> [Données enregistrées]
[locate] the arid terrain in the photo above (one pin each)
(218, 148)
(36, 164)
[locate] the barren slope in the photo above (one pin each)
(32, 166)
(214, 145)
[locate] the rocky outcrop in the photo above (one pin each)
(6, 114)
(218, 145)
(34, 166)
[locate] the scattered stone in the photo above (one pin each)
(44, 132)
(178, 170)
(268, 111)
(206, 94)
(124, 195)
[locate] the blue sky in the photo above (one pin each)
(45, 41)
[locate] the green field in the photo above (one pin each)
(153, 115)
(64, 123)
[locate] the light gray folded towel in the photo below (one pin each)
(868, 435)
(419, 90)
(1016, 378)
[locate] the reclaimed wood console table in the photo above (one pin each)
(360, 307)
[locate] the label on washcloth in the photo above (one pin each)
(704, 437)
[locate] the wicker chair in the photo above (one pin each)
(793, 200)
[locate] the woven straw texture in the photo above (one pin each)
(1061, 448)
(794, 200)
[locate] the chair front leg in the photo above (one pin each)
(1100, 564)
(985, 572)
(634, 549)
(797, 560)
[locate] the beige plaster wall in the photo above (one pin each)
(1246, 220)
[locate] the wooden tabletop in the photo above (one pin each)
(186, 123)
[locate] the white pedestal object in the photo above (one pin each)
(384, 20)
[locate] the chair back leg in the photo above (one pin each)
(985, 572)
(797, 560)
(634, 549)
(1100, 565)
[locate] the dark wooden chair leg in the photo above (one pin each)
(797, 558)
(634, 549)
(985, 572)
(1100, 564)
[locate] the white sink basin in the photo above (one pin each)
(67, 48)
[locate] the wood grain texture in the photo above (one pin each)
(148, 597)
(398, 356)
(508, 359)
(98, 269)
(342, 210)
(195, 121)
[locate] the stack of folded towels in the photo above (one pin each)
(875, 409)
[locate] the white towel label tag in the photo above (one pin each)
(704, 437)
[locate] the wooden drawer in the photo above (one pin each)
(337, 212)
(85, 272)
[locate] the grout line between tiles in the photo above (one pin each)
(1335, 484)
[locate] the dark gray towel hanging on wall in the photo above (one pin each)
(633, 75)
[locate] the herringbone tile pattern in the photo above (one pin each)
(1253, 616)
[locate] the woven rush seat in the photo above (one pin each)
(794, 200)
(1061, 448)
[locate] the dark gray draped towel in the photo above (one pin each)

> [Consigne]
Mettez toutes les lignes des données ci-dessus sous forme de liste numérotée, en omettant les lignes vides.

> [Corrigé]
1. [locate] the arid terrain in the photo above (one pin each)
2. (218, 148)
3. (36, 164)
4. [locate] the barren slope in the photo above (one pin each)
5. (32, 166)
6. (214, 145)
7. [locate] the rocky outcrop in the photo above (one pin each)
8. (6, 114)
9. (218, 145)
10. (34, 166)
11. [locate] the scattered stone in the photo above (one pin each)
12. (44, 132)
13. (178, 170)
14. (268, 111)
15. (206, 94)
16. (124, 195)
17. [locate] the blue sky in the photo above (one pin each)
18. (45, 41)
19. [locate] the green field in the photo above (one pin each)
20. (153, 115)
21. (64, 123)
22. [locate] the light gray folded towel in the photo below (one pin each)
23. (868, 435)
24. (419, 90)
25. (1016, 378)
26. [locate] the reclaimed wood console table in the photo above (one pin each)
27. (360, 307)
28. [locate] the label on washcloth in the photo above (one pin each)
29. (704, 437)
30. [locate] the wicker chair in the photo above (one pin each)
31. (793, 200)
32. [locate] the woven straw texture in the photo above (one pin each)
33. (1061, 448)
34. (794, 200)
35. [locate] the chair front leg in the photo above (one pin each)
36. (1100, 564)
37. (985, 572)
38. (634, 549)
39. (797, 560)
40. [locate] the beige plaster wall in the photo above (one pin each)
41. (1246, 220)
42. [locate] the wooden tabletop in the photo above (one pin each)
43. (186, 123)
44. [locate] the white pedestal object in the photo above (one pin each)
45. (384, 20)
46. [locate] the chair back leg in the photo above (one pin each)
47. (985, 572)
48. (797, 560)
49. (634, 549)
50. (1100, 565)
51. [locate] the dark wooden chair leg in the photo above (one pin each)
52. (797, 558)
53. (634, 549)
54. (985, 572)
55. (1100, 564)
56. [locate] the white sink basin in the photo above (one pin each)
57. (67, 48)
58. [locate] the wood grain texture in the photo above (one pin each)
59. (148, 597)
60. (398, 356)
61. (508, 359)
62. (98, 269)
63. (342, 210)
64. (195, 121)
65. [locate] the stack of folded towels in the photo above (one pin each)
66. (875, 409)
67. [locate] the white towel label tag in the photo above (one pin each)
68. (704, 437)
69. [locate] the wooden drawer in the photo above (one pin each)
70. (337, 212)
71. (85, 272)
72. [locate] the grout line between tiles in the photo above (one pin each)
73. (1335, 484)
74. [locate] the dark gray towel hanging on wall in the photo above (one pin each)
75. (633, 75)
76. [locate] the herringbone tile pattern in the photo above (one pin each)
77. (1253, 616)
78. [locate] the woven rush seat in the photo above (one pin each)
79. (794, 200)
80. (1061, 448)
81. [locate] the dark gray draped towel in the photo above (one pin each)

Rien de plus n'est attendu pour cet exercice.